== Work instruction ==
Output exactly the lines that run from the top of the entries to the line holding "scan for: tree", including both of those lines.

Saved data entries
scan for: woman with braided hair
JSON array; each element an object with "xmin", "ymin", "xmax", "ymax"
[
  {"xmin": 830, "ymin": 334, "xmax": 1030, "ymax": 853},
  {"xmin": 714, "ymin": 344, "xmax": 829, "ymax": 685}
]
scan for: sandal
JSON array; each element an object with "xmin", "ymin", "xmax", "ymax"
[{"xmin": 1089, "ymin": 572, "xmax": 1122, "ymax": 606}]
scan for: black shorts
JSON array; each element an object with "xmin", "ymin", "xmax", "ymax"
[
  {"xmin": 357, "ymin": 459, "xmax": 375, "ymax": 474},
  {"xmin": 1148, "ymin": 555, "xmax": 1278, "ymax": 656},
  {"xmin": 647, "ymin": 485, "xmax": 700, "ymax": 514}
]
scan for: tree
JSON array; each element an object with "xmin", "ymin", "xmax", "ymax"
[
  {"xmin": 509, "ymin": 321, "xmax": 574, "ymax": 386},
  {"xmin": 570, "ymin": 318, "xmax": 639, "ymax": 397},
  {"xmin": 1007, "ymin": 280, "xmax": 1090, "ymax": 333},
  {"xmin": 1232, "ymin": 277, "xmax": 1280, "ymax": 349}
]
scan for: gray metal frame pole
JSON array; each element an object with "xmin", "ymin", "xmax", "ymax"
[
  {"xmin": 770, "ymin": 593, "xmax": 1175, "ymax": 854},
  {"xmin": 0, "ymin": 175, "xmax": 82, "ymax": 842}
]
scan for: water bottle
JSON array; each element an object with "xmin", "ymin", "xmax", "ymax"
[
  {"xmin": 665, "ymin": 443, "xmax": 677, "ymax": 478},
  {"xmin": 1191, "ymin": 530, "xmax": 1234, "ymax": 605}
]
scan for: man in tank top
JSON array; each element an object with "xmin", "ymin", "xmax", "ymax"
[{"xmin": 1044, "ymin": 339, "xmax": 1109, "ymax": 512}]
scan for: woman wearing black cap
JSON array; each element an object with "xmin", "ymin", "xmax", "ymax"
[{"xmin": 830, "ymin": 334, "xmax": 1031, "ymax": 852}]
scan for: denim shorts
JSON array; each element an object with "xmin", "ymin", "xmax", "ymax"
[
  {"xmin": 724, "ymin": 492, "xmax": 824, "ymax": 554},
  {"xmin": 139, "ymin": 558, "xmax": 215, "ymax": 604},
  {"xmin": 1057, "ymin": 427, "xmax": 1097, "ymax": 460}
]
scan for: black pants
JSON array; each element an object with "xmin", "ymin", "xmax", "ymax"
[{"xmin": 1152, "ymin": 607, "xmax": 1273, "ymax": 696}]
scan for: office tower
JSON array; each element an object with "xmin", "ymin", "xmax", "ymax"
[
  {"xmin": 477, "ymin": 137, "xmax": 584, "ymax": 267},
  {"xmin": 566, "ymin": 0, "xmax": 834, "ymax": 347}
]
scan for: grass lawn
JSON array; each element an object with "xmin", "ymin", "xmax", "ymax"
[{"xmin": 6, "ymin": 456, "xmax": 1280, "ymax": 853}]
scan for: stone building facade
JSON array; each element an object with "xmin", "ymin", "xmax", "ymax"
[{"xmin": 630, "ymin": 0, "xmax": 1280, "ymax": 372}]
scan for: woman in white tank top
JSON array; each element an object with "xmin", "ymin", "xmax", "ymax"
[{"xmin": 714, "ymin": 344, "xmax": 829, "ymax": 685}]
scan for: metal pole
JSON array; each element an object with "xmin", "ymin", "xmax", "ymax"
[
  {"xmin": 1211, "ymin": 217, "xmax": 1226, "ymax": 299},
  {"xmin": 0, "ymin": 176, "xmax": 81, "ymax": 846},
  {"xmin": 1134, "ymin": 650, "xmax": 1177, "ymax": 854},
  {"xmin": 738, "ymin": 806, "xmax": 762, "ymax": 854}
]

== Exercise response ==
scan for: woman with braided hair
JSON array; each element an object with "xmin", "ymin", "xmax", "ymax"
[
  {"xmin": 830, "ymin": 334, "xmax": 1030, "ymax": 853},
  {"xmin": 714, "ymin": 344, "xmax": 829, "ymax": 685}
]
scan for: sandal
JSON array; each element an object with "xmin", "ymin", "xmax", "ymax"
[{"xmin": 1089, "ymin": 572, "xmax": 1122, "ymax": 606}]
scan for: black shorts
JSON array; each element an object with "xmin", "ymin", "xmax", "ymax"
[
  {"xmin": 357, "ymin": 459, "xmax": 375, "ymax": 474},
  {"xmin": 1148, "ymin": 555, "xmax": 1278, "ymax": 656},
  {"xmin": 647, "ymin": 485, "xmax": 700, "ymax": 514}
]
scan for: tree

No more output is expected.